Avec la retraite sportive, vous n’avez pas peur de vous retrouver face à un vide à l’image de nombreux sportifs avant vous?

Je ne sais pas. Je crois que c’est ce qui est aussi beau dans le sport. Ce n’est pas comme avec le football ou les autres sports traditionnels, où tu n’as plus de match à jouer… Je vais toujours pouvoir aller rider pour moi. Il y aura toujours la même sensation, la même excitation de travailler sur une figure, de faire quelque chose de nouveau, même sans compétition. Par contre, j’ai toujours eu ce sentiment d’avoir peur de louper quelque chose, je suis clairement “FOMO”. (ndlr: “Fear of missing out”).

On ne serait pas étonné de vous voir réaliser un comeback…

Je ne sais pas. J’ai eu une carrière incroyable.

On imaginait peut-être en freeride. Cela ne vous tenterait pas?

**Données fournies**
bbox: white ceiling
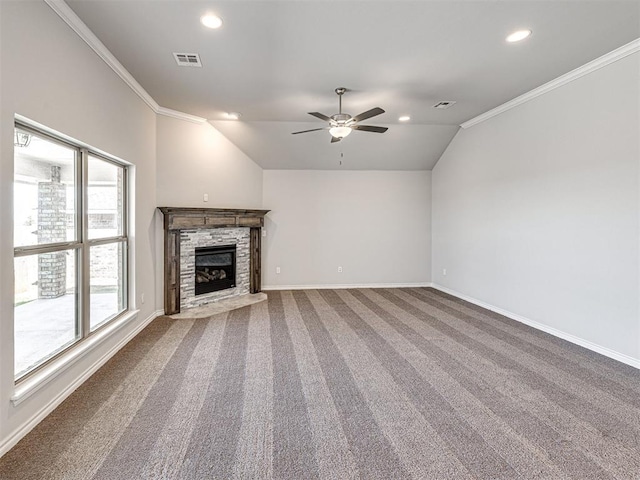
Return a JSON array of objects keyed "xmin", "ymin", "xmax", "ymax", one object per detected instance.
[{"xmin": 62, "ymin": 0, "xmax": 640, "ymax": 170}]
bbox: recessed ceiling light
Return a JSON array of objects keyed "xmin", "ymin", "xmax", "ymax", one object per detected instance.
[
  {"xmin": 507, "ymin": 30, "xmax": 531, "ymax": 43},
  {"xmin": 200, "ymin": 14, "xmax": 222, "ymax": 28}
]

**Tâches à réaliser**
- A) Dans l'entretien sur la retraite sportive, relevez, s'il vous plaît, toutes les phrases qui commencent par « Je » ou « J’ ». Donnez-les dans l'ordre et gardez les répétitions.
- B) Reprenez l'entretien sur la retraite sportive juste après sa dernière phrase et rédigez la suite.

**Les réponses**
- A)
1. Je ne sais pas.
2. Je crois que c’est ce qui est aussi beau dans le sport.
3. Je vais toujours pouvoir aller rider pour moi.
4. Je ne sais pas.
5. J’ai eu une carrière incroyable.

- B)
J’ai toujours été intéressé par des grosses compétitions de backcountry. Ça a l’air fun de jouer avec le terrain que l’on nous propose. Des gros sauts dans de la grosse poudre. C’est incroyable. Quelque chose comme cela serait super, mais vous voyez, la compétition, c’est toujours beaucoup de pression.

Au regarde de votre carrière, avez-vous l’impression d’avoir révolutionné votre sport?

Par moment, oui. Je regarde parfois où était mon sport quand j’ai commencé et où il se trouve maintenant. Je ne pense pas que j’étais tout seul, mais je pense que j’ai pu aider d’une certaine façon à amener le snowboard vers le grand public et à le développer. Je suis fier de cela. Et c’est fun de regarder en arrière. Aux Jeux olympiques de Pékin, l’hiver dernier, des gars me disaient: “J’ai joué à ton jeu vidéo”, “je portais un t-shirt où tu étais dessus”, “je ridais la même board quand j’étais petit, je portais ton masque et je pensais que j’étais toi” (rires). C’était des fans qui étaient devenus des rivaux, c’était bizarre. Ça m’a permis de me rendre compte depuis quand je pratiquais ce sport. C’est presque irréel de se retrouver désormais en présence de grands talents, de grands athlètes que j’ai pu inspirer.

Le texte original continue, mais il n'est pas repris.